◆ **Exercise instructions**
Find the lines in the records that carry the word "below". Copy each one.
---------- Task inputs
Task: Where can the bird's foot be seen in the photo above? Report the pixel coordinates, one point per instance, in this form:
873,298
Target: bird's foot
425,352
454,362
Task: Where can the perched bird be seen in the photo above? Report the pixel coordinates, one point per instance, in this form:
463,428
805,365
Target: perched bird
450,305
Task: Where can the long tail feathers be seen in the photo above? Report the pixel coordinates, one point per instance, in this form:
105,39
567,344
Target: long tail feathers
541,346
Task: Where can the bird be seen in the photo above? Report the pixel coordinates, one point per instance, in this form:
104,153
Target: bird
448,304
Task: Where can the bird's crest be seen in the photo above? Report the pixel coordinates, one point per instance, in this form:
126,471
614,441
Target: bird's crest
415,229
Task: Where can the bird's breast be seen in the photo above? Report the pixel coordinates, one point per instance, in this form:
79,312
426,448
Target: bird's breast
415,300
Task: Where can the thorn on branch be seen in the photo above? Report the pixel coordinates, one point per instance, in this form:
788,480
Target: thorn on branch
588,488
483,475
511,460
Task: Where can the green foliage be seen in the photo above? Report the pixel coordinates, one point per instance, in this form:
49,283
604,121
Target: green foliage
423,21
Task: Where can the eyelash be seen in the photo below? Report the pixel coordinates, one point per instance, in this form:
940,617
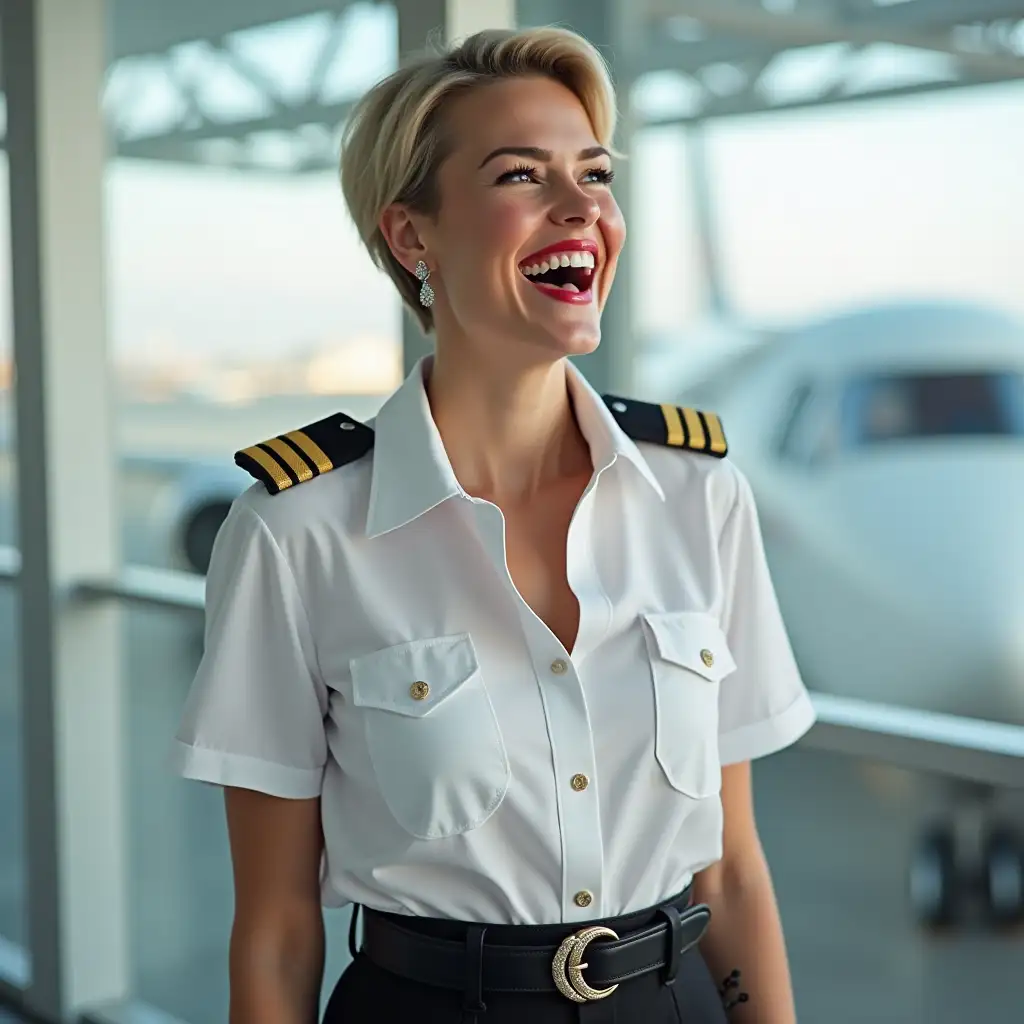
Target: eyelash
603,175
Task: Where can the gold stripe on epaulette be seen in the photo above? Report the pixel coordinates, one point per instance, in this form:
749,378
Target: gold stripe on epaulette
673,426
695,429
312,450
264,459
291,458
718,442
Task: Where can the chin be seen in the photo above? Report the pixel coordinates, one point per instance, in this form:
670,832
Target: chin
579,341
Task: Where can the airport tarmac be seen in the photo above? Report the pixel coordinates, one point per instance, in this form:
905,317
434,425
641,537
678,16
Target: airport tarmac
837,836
--------------------
---------- Task inputs
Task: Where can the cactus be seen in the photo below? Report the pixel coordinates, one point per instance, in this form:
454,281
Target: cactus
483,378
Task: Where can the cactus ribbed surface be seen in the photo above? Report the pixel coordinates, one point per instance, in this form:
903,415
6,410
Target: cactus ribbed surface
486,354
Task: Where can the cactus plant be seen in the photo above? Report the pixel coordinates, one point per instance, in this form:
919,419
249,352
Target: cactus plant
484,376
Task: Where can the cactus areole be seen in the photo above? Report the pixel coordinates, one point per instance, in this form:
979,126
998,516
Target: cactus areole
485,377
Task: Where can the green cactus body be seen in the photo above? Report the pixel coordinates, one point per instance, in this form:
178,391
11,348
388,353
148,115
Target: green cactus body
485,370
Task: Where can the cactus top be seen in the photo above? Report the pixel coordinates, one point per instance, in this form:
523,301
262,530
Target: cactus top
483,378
--------------------
◆ **Answer section**
Task: Where can the eyelash be seen in the photo below? Report the pixel coordinates, one point per instance, in this form:
Task: Where can the cactus be seen in the photo below? Report the pixel coordinates, one point per instance, in this form:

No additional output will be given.